SUPPLIED TEXT:
On Monday 18 April 2005 20:53, Nicholas Nethercote wrote:
> Hi,
>
> I've been looking at GCC's use of sign-extensions when dealing with
> integers smaller than a machine word size. It looks like there is room
> for improvement.
>
> Consider this C function:
>
> short g(short x)
> {
> short i;
> for (i = 0; i < 10; i++) {
> x += i;
> }
> return x;
> }
>
> On x86, using a GCC 4.0.0 20050130, with -O2 I get this code:
>
> g:
> pushl %ebp
> xorl %edx, %edx
> movl %esp, %ebp
> movswl 8(%ebp),%ecx
> .p2align 4,,15
> .L2:
> leal (%ecx,%edx), %eax
> movswl %ax,%ecx # 1
> leal 1(%edx), %eax
> movzwl %ax, %eax # 2
> cmpw $10, %ax
> movswl %ax,%edx # 3
> jne .L2
>
> popl %ebp
> movl %ecx, %eax
> ret
> .size g, .-g
> .p2align 4,,15
>
> The three extensions (#1, #2, #3) here are unnecessarily conservative.

REQUIRED ACTIONS:
• A. In the GCC sign-extension post, which compiler version and optimization flag produced the x86 code shown?
• B. Carry on the GCC sign-extension post, starting after its last sentence.
The rows are not needed for any of this work.

Recorded data:
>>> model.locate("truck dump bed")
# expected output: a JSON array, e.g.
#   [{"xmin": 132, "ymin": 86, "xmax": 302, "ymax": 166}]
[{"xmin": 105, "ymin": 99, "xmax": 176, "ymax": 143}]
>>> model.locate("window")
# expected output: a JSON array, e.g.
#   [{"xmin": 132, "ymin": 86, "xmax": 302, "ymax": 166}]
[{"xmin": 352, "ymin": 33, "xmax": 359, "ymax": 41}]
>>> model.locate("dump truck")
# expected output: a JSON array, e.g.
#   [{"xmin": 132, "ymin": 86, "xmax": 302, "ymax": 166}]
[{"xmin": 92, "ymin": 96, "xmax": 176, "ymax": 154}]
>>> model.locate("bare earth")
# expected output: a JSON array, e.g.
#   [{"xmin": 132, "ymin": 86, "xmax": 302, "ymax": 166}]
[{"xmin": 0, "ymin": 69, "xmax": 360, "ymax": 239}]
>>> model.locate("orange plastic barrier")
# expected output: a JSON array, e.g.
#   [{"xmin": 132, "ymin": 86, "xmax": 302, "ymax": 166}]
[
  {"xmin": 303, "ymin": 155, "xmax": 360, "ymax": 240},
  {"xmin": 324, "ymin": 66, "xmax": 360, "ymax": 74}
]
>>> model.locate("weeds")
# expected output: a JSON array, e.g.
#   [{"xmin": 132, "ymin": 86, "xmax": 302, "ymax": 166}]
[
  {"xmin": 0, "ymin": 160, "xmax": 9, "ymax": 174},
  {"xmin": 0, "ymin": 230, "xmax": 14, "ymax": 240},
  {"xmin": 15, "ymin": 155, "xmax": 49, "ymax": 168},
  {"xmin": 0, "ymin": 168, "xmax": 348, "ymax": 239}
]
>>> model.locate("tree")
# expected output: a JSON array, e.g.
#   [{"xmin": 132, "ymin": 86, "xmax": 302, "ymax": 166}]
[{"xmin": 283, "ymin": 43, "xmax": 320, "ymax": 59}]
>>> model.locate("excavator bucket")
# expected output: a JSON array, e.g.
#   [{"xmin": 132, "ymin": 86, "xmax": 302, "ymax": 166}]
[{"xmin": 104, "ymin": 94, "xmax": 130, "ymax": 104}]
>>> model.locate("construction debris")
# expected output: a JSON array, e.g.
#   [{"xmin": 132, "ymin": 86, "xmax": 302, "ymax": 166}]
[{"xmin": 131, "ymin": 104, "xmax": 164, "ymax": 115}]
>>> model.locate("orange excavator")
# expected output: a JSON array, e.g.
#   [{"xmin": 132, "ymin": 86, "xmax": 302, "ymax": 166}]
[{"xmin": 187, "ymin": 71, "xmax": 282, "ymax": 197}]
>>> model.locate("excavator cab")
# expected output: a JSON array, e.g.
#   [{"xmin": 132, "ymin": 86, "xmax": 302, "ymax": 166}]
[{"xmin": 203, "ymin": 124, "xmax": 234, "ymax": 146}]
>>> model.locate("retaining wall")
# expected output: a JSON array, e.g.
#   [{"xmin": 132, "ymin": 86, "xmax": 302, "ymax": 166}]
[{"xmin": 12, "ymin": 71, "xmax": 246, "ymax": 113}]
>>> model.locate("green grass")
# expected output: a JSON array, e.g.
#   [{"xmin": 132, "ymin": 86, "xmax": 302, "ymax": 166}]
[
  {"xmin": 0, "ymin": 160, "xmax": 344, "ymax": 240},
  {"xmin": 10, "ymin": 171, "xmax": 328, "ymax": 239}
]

RESPONSES:
• A. GCC 4.0.0 20050130 with -O2.

• B.
> This would be better:
>
> g:
> pushl %ebp
> xorl %edx, %edx
> movl %esp, %ebp
> movswl 8(%ebp),%ecx
> .p2align 4,,15
> .L2:
> leal (%ecx,%edx), %ecx # x += i
> leal 1(%edx), %edx # i++
> cmpw $10, %dx # i < 10 ?
> jne .L2
>
> popl %ebp
> movswl %cx, %eax
> ret
Here is what I get on amd64 with -m32:
.file "t.c"
.text
.p2align 4,,15
.globl g
.type g, @function
g:
pushl %ebp
xorl %edx, %edx
movl %esp, %ebp
movswl 8(%ebp),%eax
.p2align 4,,15
.L2:
addl %edx, %eax
incl %edx
cmpl $10, %edx
cwtl
jne .L2
popl %ebp
ret
.size g, .-g
.ident "GCC: (GNU) 4.1.0 20050412 (experimental)"
.section .note.GNU-stack,"",@progbits
Looks a bit more like your optimal code ;-)
Gr.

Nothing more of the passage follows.